== Photo-based referring expression data ==
═══

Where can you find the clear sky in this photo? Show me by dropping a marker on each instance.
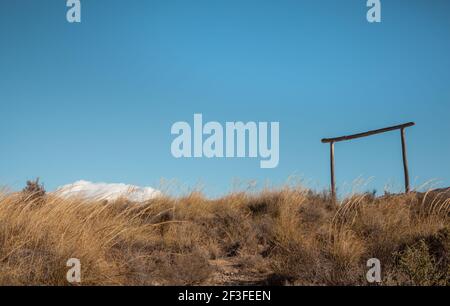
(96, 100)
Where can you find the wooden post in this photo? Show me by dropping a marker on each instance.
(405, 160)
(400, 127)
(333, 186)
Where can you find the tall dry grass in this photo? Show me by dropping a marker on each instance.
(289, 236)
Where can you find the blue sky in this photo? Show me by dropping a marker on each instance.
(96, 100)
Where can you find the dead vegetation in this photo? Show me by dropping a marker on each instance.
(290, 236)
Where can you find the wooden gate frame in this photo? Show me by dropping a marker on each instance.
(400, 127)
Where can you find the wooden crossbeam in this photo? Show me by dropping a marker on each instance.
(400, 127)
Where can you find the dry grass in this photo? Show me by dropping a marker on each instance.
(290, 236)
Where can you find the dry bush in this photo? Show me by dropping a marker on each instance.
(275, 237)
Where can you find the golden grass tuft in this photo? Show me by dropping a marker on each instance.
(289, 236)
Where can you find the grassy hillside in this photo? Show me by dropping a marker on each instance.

═══

== Task instructions ==
Copy exactly, please, the span of lines that begins at the line with "Where can you find the tall" and ends at the last line of the data, both included.

== Response ==
Where can you find the tall dry grass in this photo? Show me by dropping a marker on each instance.
(289, 236)
Where can you find the blue sky in this photo? Show me by dropping a marker on each instance.
(96, 100)
Where can you find the dead vegetation in this photo? Show me by dropping a marker on each instance.
(290, 236)
Where can you find the wooden gate frame in this photo? Show me by dropping a marker on each instance.
(400, 127)
Where can you find the wooden crossbeam in this photo? Show me by dropping a marker on each instance.
(400, 127)
Where can you find the dry grass in this photo? Show me by dropping a marker on each instance.
(290, 236)
Where can you find the dry bush in this photo? Show me by dropping a marker on each instance.
(275, 237)
Where can you find the golden grass tuft in this photo? Show me by dropping a marker on each instance.
(289, 236)
Where can you find the grassy hillside in this photo? Show me by dropping a marker on each instance.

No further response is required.